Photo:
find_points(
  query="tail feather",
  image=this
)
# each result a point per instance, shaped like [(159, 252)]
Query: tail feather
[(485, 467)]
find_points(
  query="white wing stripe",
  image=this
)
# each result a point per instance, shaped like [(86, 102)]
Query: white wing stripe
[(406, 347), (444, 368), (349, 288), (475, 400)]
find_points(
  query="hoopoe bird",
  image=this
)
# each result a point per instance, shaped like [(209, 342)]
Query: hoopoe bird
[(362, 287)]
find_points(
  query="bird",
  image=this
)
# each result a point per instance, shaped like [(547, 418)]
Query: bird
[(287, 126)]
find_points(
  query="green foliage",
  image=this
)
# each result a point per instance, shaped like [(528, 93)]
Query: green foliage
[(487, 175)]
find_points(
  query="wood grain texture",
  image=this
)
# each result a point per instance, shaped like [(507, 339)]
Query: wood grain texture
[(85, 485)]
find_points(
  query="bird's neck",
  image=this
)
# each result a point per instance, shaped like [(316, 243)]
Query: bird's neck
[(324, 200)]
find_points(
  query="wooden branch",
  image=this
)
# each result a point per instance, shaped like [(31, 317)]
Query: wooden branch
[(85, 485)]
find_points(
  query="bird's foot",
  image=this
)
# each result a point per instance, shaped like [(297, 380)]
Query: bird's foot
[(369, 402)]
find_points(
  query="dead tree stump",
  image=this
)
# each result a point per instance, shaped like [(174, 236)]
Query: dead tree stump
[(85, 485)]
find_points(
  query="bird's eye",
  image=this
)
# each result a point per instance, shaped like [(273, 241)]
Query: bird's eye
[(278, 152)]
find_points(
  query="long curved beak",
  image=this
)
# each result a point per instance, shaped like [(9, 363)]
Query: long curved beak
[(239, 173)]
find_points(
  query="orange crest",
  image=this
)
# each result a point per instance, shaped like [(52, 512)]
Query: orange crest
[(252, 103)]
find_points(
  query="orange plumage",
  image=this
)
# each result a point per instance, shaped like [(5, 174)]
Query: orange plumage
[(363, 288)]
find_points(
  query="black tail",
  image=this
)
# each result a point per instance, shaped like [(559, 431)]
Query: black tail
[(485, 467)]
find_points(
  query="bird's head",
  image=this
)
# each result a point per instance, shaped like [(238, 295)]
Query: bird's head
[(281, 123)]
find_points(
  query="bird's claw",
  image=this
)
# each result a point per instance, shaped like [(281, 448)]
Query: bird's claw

• Set problem
Every entry should be printed again exactly as written.

• The solution
Photo:
find_points(
  query="tail feather",
  image=this
)
# each result a point per instance, shaped like [(159, 252)]
Query: tail feather
[(485, 467)]
find_points(
  query="white wing stripe",
  image=this
)
# each result a point per instance, shaped like [(86, 102)]
Query: white wing stripe
[(406, 347), (444, 368), (349, 288), (475, 400)]
find_points(
  query="hoopoe bird",
  image=this
)
# each result a point per instance, shaped like [(209, 342)]
Query: hoopoe bird
[(362, 287)]
find_points(
  query="bird",
  image=this
)
# each result a point per instance, shaped like [(547, 418)]
Query: bird
[(287, 126)]
find_points(
  query="green foliage",
  image=this
)
# each result a point per instance, shaped like [(528, 93)]
Query: green foliage
[(487, 175)]
find_points(
  query="wood grain texture",
  image=this
)
# each result a point per instance, shaped like [(507, 339)]
Query: wood grain texture
[(85, 485)]
find_points(
  query="bird's neck",
  image=this
)
# each result a point per instance, shaped like [(316, 243)]
Query: bird's neck
[(324, 200)]
find_points(
  query="wooden branch",
  image=this
)
# each result a point per instance, shaped like [(31, 317)]
Query: wooden branch
[(85, 485)]
find_points(
  query="bird's foot",
  image=this
)
# each result a point per instance, shaped like [(297, 380)]
Query: bird's foot
[(369, 402)]
find_points(
  query="dead tree stump",
  image=this
)
# each result a point per instance, shaped like [(174, 236)]
Query: dead tree stump
[(85, 485)]
find_points(
  query="bird's eye",
  image=this
)
# each result a point per instance, shaped like [(273, 241)]
Query: bird's eye
[(278, 152)]
find_points(
  query="long curved beak",
  image=this
)
# each result a point per instance, shaped like [(9, 363)]
Query: long curved beak
[(239, 173)]
find_points(
  query="orange crest",
  image=this
)
# each result a point per instance, shaped like [(52, 512)]
Query: orange crest
[(252, 103)]
find_points(
  query="orange plumage",
  image=this
)
# each result a point per instance, shaped like [(5, 174)]
Query: orange plumage
[(363, 288)]
find_points(
  query="black tail",
  image=this
)
# each result a point per instance, shaped like [(559, 431)]
Query: black tail
[(485, 467)]
find_points(
  query="bird's head",
  image=this
)
# each result a point per instance, shaped like [(238, 295)]
Query: bird's head
[(281, 123)]
find_points(
  query="bird's claw",
  image=this
)
# each result a point per instance, shaped like [(281, 448)]
Query: bird's claw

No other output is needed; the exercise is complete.